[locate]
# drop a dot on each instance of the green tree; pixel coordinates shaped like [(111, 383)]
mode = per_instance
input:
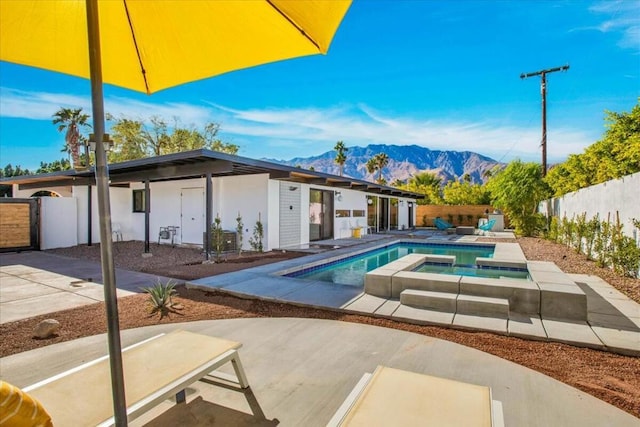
[(517, 190), (377, 163), (72, 121), (7, 172), (55, 166), (615, 155), (465, 193), (341, 155), (133, 139), (426, 183)]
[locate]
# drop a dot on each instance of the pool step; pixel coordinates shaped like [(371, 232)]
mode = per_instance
[(454, 303), (483, 306), (439, 301)]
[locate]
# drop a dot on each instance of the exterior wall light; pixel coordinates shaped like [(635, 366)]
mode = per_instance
[(108, 143)]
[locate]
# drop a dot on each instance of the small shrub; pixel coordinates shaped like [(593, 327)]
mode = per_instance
[(258, 235), (450, 217), (239, 231), (625, 256), (217, 237), (160, 297)]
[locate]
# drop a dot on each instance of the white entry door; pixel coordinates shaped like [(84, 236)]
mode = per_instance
[(193, 215)]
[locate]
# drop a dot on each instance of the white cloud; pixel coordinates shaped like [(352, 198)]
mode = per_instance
[(288, 132), (622, 16)]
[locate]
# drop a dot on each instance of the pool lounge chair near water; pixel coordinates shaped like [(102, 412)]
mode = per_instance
[(441, 224)]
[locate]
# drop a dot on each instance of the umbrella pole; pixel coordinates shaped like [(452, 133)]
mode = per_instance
[(104, 214)]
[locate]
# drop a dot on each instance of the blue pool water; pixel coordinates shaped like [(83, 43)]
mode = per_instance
[(351, 270), (463, 270)]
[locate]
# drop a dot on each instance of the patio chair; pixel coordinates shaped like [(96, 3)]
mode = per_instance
[(485, 229), (157, 368), (397, 397), (441, 224)]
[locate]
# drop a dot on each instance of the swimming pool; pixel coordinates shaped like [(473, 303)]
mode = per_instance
[(351, 270)]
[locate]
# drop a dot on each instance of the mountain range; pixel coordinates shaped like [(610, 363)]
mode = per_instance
[(404, 162)]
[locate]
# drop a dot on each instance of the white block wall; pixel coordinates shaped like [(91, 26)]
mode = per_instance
[(58, 222), (619, 195)]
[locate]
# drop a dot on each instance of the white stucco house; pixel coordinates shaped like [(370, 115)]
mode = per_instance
[(188, 190)]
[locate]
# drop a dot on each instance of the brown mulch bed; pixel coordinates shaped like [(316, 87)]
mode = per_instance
[(610, 377)]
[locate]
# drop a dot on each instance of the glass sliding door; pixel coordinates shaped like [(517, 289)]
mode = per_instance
[(320, 215), (372, 214), (393, 225), (383, 214)]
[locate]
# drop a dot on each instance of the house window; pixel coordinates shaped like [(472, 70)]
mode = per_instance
[(139, 202)]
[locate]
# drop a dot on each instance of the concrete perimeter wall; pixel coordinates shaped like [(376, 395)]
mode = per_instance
[(619, 196)]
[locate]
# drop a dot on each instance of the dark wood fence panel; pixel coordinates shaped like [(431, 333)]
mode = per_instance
[(19, 224)]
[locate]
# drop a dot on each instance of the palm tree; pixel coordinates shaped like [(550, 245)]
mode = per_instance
[(341, 155), (377, 163), (381, 160), (71, 120), (426, 179)]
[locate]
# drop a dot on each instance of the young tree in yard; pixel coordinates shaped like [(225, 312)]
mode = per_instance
[(341, 155), (517, 190), (72, 121)]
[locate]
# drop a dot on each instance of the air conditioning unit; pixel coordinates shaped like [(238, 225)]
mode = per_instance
[(230, 239)]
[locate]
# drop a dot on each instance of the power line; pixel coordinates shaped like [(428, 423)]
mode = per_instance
[(543, 91)]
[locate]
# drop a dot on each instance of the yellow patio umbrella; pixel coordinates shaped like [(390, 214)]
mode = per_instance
[(148, 46)]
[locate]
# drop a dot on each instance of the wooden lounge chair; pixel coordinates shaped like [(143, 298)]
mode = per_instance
[(441, 224), (486, 228), (154, 370), (393, 397)]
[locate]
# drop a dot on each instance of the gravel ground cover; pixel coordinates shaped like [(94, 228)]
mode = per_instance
[(610, 377)]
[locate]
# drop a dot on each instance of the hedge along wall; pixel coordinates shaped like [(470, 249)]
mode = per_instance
[(425, 214), (616, 197)]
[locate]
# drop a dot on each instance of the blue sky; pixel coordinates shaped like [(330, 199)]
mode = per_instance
[(440, 74)]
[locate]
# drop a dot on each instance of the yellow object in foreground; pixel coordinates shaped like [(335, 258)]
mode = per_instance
[(18, 409), (148, 45)]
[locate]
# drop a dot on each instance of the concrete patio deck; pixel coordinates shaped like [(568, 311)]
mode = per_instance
[(301, 370), (613, 320)]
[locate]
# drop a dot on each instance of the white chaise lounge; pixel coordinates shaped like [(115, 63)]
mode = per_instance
[(393, 397), (154, 370)]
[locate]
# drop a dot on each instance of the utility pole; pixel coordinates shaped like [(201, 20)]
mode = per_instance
[(543, 90)]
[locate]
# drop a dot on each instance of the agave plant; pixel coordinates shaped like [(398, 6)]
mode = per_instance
[(160, 296)]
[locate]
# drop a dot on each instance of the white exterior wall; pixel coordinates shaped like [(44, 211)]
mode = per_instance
[(248, 195), (618, 195), (164, 210), (58, 222)]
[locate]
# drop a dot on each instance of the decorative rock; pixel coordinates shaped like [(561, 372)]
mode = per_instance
[(46, 328)]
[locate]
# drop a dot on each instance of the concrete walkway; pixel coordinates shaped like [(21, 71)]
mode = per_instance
[(301, 370), (35, 283)]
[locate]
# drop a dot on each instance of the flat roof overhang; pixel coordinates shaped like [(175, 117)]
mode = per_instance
[(197, 164)]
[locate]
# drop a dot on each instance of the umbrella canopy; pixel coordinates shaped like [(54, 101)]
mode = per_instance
[(148, 46)]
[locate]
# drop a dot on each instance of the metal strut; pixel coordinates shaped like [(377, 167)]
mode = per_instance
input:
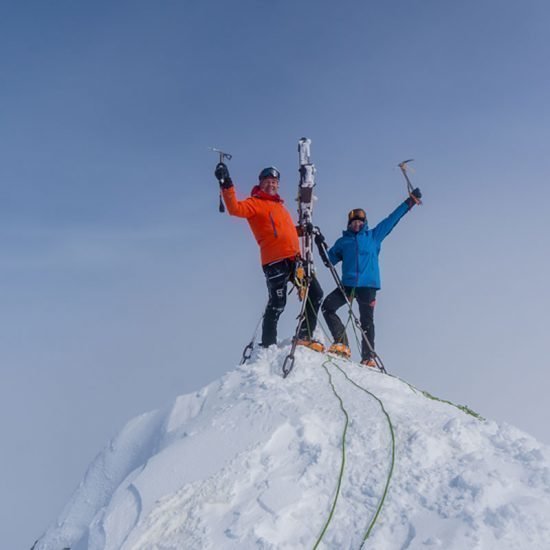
[(305, 231)]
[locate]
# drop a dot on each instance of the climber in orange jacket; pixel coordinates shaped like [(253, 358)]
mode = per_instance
[(277, 237)]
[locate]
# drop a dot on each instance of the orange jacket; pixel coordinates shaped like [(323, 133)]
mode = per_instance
[(270, 222)]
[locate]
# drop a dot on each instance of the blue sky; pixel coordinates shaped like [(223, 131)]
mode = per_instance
[(122, 286)]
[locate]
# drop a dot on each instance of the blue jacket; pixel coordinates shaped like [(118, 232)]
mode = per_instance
[(359, 251)]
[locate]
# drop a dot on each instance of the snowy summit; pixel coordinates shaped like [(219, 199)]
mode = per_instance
[(336, 456)]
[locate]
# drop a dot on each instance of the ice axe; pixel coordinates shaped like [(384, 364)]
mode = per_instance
[(223, 156), (403, 167)]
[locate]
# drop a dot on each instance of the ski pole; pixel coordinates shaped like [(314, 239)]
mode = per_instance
[(403, 167), (223, 156)]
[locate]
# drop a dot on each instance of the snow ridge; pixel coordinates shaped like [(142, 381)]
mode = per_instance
[(331, 457)]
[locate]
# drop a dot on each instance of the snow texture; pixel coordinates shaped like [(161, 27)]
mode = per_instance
[(253, 461)]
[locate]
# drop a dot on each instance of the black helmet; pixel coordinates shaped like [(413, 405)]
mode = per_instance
[(269, 172), (357, 214)]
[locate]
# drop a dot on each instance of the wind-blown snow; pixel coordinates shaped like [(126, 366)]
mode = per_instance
[(253, 461)]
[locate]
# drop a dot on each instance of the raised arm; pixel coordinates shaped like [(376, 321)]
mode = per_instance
[(241, 209), (384, 228)]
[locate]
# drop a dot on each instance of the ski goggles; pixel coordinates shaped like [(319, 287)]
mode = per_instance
[(357, 214), (270, 172)]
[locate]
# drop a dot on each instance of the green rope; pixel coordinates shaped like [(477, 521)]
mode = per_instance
[(428, 395), (392, 433), (341, 474)]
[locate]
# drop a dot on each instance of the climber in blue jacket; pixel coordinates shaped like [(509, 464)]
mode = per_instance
[(358, 249)]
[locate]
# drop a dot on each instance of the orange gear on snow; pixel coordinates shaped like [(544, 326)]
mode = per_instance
[(270, 222)]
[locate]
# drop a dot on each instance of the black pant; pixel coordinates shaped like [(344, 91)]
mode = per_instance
[(277, 276), (366, 298)]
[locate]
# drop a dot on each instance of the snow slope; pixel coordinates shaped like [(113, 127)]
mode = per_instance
[(255, 461)]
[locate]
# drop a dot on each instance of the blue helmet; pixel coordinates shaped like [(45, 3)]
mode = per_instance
[(269, 172)]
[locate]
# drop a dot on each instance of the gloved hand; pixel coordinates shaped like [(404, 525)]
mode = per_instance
[(222, 175), (414, 197)]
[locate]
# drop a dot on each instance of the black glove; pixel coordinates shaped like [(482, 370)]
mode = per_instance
[(319, 239), (222, 175), (414, 197)]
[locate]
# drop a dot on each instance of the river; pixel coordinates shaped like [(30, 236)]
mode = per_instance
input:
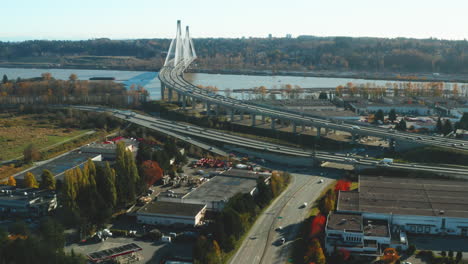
[(150, 81)]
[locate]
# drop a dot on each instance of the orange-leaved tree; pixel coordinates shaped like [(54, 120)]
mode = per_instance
[(151, 171), (318, 225), (390, 256)]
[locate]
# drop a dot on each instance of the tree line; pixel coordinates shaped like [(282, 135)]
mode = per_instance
[(301, 53), (236, 218)]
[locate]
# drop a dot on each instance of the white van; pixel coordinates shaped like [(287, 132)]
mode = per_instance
[(166, 239)]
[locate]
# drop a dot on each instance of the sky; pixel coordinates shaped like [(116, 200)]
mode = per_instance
[(130, 19)]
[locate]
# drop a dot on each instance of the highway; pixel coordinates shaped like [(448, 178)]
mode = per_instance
[(173, 78), (262, 243), (187, 132)]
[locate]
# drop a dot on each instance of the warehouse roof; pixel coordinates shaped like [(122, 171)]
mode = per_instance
[(404, 196), (354, 222), (170, 208)]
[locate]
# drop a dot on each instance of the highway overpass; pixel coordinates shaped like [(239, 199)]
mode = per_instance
[(181, 54)]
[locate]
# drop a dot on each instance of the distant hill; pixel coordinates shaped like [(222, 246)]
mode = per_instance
[(304, 53)]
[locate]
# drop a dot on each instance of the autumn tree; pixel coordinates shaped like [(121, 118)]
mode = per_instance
[(315, 253), (401, 126), (447, 128), (390, 256), (392, 115), (379, 116), (47, 180), (11, 181), (30, 181), (342, 185), (47, 76), (317, 226), (323, 96), (31, 153), (217, 252), (151, 172), (73, 77), (463, 123)]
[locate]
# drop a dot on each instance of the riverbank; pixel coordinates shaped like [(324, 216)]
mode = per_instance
[(386, 76), (389, 76)]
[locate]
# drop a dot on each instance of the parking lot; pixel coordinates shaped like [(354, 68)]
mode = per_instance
[(153, 252)]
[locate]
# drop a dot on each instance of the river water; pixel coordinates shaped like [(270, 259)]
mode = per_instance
[(151, 83)]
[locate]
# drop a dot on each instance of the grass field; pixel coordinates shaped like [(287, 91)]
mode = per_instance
[(17, 132)]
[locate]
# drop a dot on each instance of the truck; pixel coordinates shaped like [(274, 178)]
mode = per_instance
[(386, 161)]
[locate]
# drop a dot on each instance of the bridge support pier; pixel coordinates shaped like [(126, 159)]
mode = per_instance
[(184, 102), (169, 95), (208, 110), (163, 91)]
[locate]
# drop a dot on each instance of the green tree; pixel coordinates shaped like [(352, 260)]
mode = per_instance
[(11, 181), (379, 116), (52, 233), (439, 125), (47, 180), (106, 185), (30, 181), (264, 194), (69, 190), (31, 153), (392, 115)]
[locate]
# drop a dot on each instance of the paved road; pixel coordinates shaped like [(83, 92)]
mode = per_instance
[(261, 244), (173, 78), (187, 132)]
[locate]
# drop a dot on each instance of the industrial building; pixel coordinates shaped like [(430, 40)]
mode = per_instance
[(27, 202), (169, 213), (400, 205), (217, 191), (108, 149), (58, 166)]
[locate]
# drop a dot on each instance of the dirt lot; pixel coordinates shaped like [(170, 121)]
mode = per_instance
[(17, 132)]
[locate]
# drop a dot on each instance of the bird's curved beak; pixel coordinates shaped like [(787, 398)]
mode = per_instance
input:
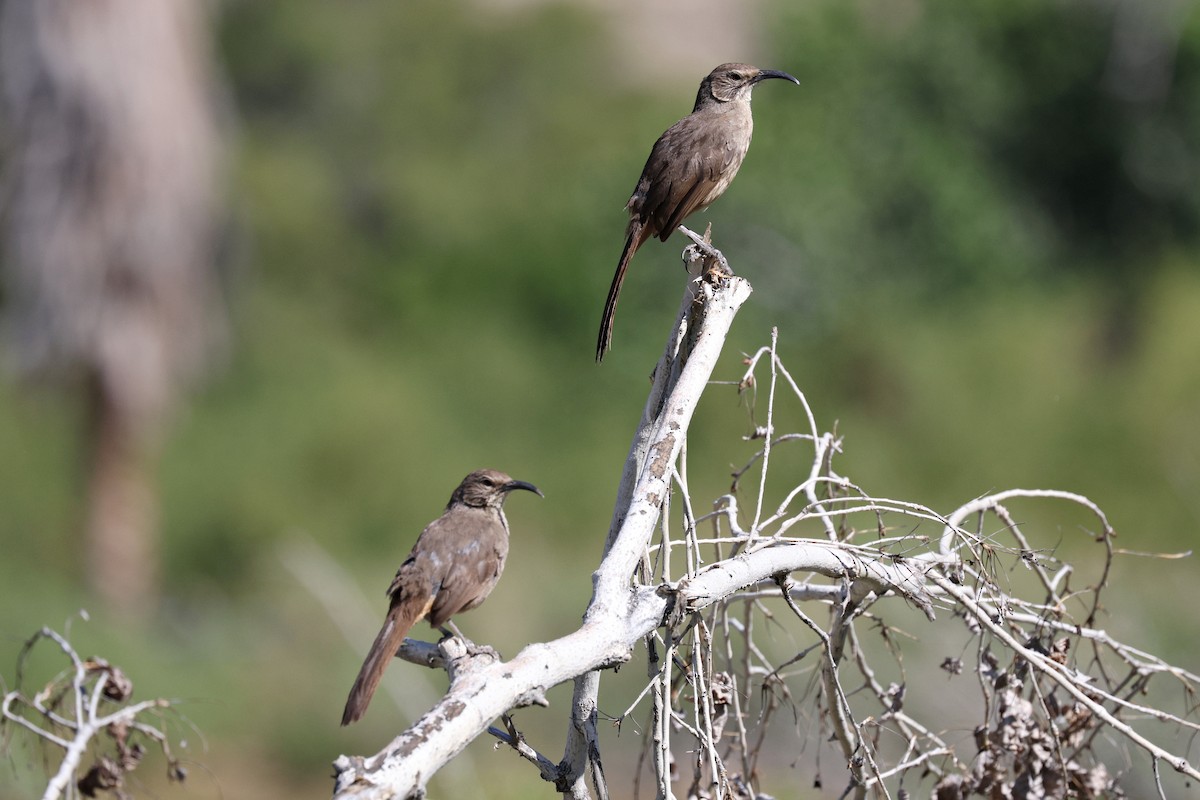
[(775, 73), (522, 485)]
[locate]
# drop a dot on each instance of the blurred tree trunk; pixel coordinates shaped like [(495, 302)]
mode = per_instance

----------

## Requirements:
Return every line from the entries that contains the string "lounge".

## The completed task:
# drop a dot on each instance of the pool lounge chair near water; pixel coordinates shaped like [(102, 412)]
# drop a dot on each instance of the wooden lounge chair; pixel coordinates shaped like [(143, 298)]
# drop a dot on each instance of the white chaise lounge; pixel coordinates shaped like [(115, 63)]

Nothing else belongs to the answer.